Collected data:
-- BEGIN --
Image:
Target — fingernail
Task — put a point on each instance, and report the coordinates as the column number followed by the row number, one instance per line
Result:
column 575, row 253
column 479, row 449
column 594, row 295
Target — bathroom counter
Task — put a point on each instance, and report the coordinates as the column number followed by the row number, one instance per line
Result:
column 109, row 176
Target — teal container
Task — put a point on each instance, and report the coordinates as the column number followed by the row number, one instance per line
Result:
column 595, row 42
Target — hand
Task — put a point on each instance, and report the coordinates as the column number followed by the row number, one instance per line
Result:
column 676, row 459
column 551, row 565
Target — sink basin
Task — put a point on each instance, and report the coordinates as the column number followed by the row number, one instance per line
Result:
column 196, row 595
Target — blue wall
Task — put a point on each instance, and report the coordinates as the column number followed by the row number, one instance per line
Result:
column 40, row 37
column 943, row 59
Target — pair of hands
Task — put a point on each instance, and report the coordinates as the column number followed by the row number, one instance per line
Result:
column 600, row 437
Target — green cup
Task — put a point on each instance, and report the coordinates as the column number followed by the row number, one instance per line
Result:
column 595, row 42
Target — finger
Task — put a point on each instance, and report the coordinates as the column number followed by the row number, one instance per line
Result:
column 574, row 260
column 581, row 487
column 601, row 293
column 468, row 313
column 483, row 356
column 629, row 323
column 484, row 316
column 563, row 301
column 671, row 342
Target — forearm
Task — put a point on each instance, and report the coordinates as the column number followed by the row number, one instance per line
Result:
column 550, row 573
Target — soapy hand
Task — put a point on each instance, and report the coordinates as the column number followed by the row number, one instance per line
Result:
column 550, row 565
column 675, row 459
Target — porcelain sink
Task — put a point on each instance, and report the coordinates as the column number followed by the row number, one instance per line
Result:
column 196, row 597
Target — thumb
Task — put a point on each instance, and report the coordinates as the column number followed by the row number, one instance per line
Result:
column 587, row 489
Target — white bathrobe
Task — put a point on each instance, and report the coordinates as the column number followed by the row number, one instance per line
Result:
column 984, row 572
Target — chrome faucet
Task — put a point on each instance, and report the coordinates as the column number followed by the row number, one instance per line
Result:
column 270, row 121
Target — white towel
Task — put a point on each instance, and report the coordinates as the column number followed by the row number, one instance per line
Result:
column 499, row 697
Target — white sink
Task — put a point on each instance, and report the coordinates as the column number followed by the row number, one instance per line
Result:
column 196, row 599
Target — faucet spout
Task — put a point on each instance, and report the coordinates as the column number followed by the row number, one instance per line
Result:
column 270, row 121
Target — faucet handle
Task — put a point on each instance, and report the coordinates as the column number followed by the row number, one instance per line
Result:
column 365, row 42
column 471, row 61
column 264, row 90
-- END --
### Objective
Reproduce the entries above word for word, starting at their first line and ending with the line that contains "column 594, row 295". Include both of those lines.

### Complete response
Image:
Target — fingernail
Task — put a point on each instance, and report the coordinates as the column number followed by the row number, one instance per line
Result:
column 575, row 253
column 479, row 449
column 594, row 295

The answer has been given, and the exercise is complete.